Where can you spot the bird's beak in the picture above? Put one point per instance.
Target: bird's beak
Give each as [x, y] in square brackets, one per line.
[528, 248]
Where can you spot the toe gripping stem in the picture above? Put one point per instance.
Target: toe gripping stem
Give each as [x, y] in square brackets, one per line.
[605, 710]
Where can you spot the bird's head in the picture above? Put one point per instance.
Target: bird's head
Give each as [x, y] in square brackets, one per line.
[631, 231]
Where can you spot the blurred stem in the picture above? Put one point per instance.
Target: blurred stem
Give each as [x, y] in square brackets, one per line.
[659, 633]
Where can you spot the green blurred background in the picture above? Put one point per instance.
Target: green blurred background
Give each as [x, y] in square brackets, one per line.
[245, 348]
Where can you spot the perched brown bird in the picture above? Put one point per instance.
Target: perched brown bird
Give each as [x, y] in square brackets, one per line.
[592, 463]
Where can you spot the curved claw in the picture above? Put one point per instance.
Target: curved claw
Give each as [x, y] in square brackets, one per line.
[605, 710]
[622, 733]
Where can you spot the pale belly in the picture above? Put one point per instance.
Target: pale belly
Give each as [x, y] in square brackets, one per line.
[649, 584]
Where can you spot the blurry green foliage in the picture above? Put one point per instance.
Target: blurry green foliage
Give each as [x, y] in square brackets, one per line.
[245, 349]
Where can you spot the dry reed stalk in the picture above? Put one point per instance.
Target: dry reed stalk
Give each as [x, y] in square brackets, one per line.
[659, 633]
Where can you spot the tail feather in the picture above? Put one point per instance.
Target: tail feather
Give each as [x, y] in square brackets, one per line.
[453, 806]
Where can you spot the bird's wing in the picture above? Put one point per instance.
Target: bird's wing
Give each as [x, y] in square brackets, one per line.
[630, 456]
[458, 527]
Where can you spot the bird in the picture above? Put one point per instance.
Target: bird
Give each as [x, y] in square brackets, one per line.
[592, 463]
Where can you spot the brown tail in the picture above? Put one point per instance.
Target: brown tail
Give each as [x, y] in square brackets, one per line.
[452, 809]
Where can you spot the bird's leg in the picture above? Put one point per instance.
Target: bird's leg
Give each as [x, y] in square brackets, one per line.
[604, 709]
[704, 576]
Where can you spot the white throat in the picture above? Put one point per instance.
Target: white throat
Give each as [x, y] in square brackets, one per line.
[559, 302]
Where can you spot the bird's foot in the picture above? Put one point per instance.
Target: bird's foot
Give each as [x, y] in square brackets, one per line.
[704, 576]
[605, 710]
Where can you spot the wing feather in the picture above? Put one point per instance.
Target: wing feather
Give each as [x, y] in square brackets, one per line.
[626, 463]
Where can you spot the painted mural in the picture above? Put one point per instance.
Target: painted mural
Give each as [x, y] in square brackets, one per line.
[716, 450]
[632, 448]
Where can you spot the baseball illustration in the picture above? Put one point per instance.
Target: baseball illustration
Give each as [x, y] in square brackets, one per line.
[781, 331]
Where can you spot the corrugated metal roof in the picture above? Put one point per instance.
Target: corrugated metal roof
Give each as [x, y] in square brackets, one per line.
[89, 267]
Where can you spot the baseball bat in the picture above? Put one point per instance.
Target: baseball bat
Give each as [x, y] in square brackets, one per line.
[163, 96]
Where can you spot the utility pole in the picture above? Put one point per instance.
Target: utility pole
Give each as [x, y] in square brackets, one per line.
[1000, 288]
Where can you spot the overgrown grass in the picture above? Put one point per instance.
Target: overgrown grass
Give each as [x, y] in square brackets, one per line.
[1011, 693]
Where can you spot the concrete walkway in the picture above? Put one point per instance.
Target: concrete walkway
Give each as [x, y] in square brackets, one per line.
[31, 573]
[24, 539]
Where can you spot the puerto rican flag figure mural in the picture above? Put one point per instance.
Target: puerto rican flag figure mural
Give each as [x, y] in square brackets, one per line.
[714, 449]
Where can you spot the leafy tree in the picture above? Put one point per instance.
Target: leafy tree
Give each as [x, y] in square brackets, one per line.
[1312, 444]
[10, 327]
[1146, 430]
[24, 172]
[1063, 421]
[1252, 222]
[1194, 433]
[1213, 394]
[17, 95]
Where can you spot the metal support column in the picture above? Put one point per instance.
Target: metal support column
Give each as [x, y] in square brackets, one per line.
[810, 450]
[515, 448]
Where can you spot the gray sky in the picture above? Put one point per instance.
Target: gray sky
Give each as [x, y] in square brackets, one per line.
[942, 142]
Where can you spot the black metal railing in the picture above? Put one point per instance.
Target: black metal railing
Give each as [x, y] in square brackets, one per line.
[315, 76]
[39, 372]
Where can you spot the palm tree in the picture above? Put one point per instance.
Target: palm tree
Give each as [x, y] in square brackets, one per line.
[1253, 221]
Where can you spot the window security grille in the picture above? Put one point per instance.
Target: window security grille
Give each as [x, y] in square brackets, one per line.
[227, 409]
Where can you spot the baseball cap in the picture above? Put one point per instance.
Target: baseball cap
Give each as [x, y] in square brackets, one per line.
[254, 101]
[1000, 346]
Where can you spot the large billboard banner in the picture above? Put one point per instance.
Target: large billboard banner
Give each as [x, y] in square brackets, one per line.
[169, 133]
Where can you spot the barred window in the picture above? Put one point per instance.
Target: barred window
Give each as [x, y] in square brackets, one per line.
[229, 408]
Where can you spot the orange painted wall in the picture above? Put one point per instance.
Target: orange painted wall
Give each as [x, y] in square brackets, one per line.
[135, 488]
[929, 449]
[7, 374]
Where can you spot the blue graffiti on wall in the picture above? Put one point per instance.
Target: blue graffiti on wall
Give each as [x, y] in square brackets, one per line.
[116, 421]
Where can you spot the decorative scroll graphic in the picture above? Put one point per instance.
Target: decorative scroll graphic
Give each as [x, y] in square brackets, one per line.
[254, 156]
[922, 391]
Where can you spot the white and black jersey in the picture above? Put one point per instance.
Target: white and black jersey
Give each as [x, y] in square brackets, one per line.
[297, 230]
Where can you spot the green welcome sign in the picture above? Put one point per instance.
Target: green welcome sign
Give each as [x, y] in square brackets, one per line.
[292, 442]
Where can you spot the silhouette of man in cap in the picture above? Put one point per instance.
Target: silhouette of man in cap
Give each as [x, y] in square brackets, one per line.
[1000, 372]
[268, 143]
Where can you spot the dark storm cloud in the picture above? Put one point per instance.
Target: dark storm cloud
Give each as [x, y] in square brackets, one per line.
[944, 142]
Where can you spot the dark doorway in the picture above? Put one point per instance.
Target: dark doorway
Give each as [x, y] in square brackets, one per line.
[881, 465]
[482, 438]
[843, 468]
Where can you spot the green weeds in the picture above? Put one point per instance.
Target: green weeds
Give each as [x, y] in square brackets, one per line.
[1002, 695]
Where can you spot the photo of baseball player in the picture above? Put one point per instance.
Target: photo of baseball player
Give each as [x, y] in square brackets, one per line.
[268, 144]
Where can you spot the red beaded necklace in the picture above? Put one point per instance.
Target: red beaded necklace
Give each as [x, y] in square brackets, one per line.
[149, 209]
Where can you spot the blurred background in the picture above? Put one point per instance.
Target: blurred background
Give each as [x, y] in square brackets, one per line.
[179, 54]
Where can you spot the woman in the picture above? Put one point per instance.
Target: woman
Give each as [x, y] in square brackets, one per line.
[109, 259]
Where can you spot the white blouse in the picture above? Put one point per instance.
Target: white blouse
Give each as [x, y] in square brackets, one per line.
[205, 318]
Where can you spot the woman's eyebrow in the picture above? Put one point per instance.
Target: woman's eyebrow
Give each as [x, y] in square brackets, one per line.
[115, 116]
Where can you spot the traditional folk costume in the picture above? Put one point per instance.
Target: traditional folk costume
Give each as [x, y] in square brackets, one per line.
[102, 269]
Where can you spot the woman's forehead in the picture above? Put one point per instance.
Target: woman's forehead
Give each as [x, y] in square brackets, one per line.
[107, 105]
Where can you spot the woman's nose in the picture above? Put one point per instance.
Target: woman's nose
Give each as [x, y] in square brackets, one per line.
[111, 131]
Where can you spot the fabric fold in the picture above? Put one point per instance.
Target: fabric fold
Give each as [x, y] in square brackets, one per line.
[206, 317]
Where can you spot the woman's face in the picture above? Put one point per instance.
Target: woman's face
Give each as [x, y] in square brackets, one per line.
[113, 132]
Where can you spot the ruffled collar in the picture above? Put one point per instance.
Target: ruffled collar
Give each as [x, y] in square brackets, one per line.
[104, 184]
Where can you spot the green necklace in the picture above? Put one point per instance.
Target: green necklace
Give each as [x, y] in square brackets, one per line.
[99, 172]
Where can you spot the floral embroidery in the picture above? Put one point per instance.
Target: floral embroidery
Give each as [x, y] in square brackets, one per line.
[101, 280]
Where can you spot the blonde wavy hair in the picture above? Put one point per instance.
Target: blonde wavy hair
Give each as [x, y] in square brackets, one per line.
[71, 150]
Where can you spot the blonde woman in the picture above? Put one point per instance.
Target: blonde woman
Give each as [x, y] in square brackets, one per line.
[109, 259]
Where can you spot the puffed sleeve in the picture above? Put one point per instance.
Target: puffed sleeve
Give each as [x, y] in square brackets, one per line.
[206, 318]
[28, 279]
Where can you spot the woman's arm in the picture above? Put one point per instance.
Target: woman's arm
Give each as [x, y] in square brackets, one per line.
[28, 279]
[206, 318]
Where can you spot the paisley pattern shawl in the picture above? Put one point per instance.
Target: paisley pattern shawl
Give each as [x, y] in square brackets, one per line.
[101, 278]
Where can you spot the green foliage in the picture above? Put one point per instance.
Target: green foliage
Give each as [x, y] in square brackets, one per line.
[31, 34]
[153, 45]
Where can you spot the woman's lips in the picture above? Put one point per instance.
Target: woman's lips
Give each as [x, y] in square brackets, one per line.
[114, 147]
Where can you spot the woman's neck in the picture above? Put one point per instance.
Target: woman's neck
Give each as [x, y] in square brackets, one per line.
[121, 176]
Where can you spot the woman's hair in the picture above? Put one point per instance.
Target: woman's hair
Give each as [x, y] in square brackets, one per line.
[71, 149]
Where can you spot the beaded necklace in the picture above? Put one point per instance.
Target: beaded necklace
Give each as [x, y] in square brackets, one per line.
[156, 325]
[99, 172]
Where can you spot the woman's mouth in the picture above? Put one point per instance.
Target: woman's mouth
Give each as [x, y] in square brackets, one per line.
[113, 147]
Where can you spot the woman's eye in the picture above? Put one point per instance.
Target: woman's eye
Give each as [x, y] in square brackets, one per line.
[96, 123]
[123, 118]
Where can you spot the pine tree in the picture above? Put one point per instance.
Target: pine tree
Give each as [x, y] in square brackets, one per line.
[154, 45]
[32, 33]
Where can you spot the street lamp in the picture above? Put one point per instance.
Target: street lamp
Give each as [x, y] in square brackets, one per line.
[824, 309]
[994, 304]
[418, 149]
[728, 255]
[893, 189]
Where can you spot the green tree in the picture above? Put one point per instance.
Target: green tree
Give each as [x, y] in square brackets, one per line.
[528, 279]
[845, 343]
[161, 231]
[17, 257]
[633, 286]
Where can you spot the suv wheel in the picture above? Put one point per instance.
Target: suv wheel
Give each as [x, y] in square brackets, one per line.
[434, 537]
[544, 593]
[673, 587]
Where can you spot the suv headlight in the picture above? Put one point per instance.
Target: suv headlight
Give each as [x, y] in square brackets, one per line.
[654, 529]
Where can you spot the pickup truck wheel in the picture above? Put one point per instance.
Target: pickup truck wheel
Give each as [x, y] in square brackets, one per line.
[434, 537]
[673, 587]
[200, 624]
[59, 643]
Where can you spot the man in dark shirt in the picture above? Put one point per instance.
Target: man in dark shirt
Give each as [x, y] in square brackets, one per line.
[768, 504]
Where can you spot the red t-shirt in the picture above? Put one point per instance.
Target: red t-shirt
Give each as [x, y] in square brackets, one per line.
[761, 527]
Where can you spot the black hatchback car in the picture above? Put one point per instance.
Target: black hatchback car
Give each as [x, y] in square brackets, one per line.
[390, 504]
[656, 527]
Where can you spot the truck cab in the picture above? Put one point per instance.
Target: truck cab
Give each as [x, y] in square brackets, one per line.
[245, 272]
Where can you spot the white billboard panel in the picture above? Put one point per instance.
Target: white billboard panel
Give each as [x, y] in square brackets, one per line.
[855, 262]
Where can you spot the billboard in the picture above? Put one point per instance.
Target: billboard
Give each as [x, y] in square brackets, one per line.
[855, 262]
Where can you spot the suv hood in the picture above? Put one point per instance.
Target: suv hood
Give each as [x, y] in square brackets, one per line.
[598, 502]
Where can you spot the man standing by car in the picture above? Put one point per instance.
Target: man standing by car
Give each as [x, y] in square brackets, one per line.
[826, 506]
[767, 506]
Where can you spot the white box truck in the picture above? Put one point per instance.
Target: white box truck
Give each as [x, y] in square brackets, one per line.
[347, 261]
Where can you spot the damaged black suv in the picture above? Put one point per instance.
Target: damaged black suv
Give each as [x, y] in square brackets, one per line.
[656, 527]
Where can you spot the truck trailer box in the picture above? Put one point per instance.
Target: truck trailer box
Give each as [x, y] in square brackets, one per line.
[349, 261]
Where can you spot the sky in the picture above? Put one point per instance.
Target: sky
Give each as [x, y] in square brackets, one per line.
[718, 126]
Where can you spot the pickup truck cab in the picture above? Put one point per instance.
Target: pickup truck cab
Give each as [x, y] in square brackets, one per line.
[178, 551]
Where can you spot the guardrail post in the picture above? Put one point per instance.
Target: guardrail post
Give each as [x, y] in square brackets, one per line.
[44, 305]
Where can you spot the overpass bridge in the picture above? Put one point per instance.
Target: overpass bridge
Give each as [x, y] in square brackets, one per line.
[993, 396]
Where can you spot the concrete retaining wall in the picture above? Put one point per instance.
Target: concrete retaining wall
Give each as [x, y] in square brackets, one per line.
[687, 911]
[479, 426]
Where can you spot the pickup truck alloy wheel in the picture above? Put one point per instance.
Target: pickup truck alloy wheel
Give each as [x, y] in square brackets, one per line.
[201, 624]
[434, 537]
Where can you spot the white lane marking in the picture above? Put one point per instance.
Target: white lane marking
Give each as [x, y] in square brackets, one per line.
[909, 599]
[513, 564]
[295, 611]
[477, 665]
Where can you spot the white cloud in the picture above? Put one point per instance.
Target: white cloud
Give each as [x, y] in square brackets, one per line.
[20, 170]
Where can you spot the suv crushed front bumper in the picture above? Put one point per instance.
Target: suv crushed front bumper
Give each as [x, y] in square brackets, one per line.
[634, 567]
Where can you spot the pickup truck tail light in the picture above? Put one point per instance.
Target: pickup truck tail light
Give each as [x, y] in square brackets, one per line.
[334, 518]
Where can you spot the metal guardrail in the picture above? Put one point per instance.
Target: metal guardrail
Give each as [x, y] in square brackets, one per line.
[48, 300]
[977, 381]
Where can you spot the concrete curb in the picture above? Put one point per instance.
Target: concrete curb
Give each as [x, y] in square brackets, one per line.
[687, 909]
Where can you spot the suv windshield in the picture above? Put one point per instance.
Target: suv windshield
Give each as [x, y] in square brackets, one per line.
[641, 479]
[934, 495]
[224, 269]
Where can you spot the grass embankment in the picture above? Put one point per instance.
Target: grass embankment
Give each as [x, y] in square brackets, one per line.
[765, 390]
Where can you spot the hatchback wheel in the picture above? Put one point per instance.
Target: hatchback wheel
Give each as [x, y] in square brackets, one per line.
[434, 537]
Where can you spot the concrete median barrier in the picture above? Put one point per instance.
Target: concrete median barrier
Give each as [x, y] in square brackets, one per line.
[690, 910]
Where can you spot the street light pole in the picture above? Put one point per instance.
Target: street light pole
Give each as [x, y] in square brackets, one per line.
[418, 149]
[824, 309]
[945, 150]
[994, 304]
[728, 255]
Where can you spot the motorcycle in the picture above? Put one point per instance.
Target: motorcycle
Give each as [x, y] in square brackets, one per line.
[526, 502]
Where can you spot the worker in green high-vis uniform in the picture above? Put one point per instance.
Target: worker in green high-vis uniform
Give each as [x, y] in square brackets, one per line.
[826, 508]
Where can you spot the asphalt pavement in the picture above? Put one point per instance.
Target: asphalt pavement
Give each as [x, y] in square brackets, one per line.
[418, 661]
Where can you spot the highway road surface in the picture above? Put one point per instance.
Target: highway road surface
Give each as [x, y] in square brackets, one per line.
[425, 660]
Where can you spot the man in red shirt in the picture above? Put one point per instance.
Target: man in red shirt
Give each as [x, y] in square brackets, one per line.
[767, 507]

———

**TO DO:** Lines with the string "painted": pick each one out of the material and return it.

**SOLUTION BELOW:**
Where can you spot the painted mural in the picture above? Put one point per instance.
Target: painted mural
Where can you spot the orange painted wall in the picture above? Put one point per instance.
Target: orange painted wall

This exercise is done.